**页面摘录:**
________________________________________

核对Spark生成的数据流程（一）

程序员文章站 2022-03-03 20:42:25

...

日常开发中经常会验证spark生成的数据是否和源oracle库中数据join之后的结果相同？
也就是判断spark sql --> hive sql --> oracle sql 执行结果一致即可，比如我们需要核对201907月的数据：
(1)在测试oracle中执行sql

select
st.sst_code,
sum(case when o.order_type ='10721023' and pdet.part_type='10741001' then nvl(pdet.promotion_amount*t.fkimg,0) else 0 end) einvoice_total_p,
sum(case when o.order_type ='10721023' and pdet.part_type='10741003' then nvl(pdet.promotion_amount*t.fkimg,0) else 0 end) einvoice_accessory_total_p
from sbpopt.tt_einvoice_sap d left join sbpopt.tt_einvoice_item_sap t on d.vbeln = t.vbeln
left join (select ts.sst_code,tm.sst_name,ts.to_sender from sbpopt.tm_sst_sender ts, sbpopt.tm_sst tm
where ts.sst_code = tm.sst_code group by ts.sst_code,ts.to_sender,tm.sst_name ) st on substr(d.kunag, 6, 10) = st.to_sender
left join sbpopt.tt_part_order_detail det on t.order_code = det.order_code and t.aupos = det.no
left join sbpopt.tt_part_order o on det.order_id = o.order_id
left join sbpopt.tm_promotion_package pac on det.part_code = pac.pp_code and det.sn = pac.pp_version
left join sbpopt.tm_promotion_package_detail pdet on pac.pp_id = pdet.pp_id
left join sbpopt.tm_part_maindata pm on t.matnr = pm.part_code
where d.IS_CANCELED != 'Y' 
and (pdet.part_type = '10741001' or pdet.part_type = '10741003' ) and o.order_type = 10721023
and st.sst_code in ('74308100', '74308310')

________________________________________

**给定记录:**
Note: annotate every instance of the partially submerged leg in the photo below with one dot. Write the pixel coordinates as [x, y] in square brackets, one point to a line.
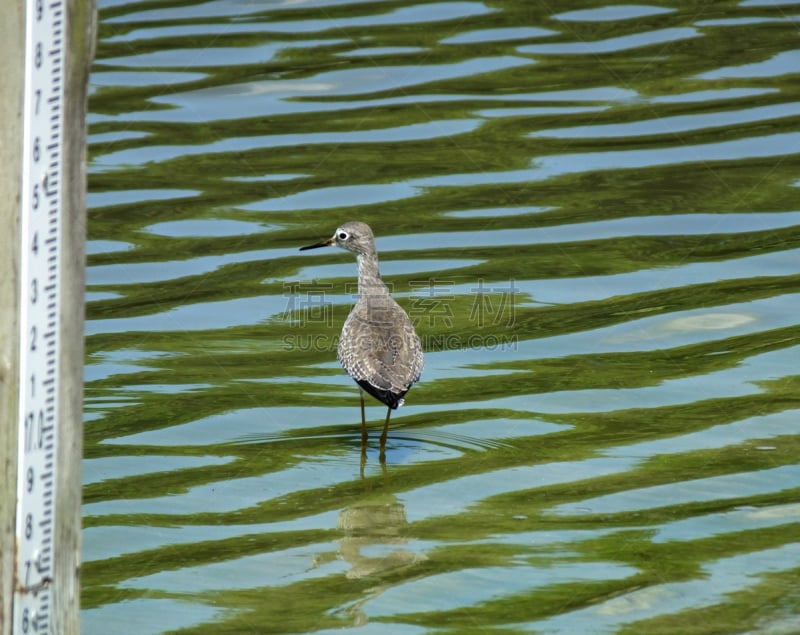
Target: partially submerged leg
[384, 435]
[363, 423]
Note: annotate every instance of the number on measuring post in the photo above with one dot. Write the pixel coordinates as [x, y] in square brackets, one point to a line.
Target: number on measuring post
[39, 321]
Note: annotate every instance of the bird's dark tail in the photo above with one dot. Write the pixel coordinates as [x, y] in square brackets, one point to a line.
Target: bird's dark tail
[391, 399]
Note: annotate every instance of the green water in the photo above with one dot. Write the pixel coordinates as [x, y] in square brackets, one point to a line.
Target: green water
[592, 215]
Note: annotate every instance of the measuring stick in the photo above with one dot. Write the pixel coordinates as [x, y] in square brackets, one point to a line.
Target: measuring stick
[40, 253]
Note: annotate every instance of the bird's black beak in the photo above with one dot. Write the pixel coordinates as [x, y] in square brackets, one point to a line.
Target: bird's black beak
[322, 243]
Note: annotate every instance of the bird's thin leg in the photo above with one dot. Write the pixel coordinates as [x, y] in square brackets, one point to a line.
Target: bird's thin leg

________________________________________

将上文关于核对Spark生成数据流程的页面摘录逐字完整地复述一遍。

**最终答案:**
核对Spark生成的数据流程（一）

程序员文章站 2022-03-03 20:42:25

...

日常开发中经常会验证spark生成的数据是否和源oracle库中数据join之后的结果相同？
也就是判断spark sql --> hive sql --> oracle sql 执行结果一致即可，比如我们需要核对201907月的数据：
(1)在测试oracle中执行sql

select
st.sst_code,
sum(case when o.order_type ='10721023' and pdet.part_type='10741001' then nvl(pdet.promotion_amount*t.fkimg,0) else 0 end) einvoice_total_p,
sum(case when o.order_type ='10721023' and pdet.part_type='10741003' then nvl(pdet.promotion_amount*t.fkimg,0) else 0 end) einvoice_accessory_total_p
from sbpopt.tt_einvoice_sap d left join sbpopt.tt_einvoice_item_sap t on d.vbeln = t.vbeln
left join (select ts.sst_code,tm.sst_name,ts.to_sender from sbpopt.tm_sst_sender ts, sbpopt.tm_sst tm
where ts.sst_code = tm.sst_code group by ts.sst_code,ts.to_sender,tm.sst_name ) st on substr(d.kunag, 6, 10) = st.to_sender
left join sbpopt.tt_part_order_detail det on t.order_code = det.order_code and t.aupos = det.no
left join sbpopt.tt_part_order o on det.order_id = o.order_id
left join sbpopt.tm_promotion_package pac on det.part_code = pac.pp_code and det.sn = pac.pp_version
left join sbpopt.tm_promotion_package_detail pdet on pac.pp_id = pdet.pp_id
left join sbpopt.tm_part_maindata pm on t.matnr = pm.part_code
where d.IS_CANCELED != 'Y' 
and (pdet.part_type = '10741001' or pdet.part_type = '10741003' ) and o.order_type = 10721023
and st.sst_code in ('74308100', '74308310')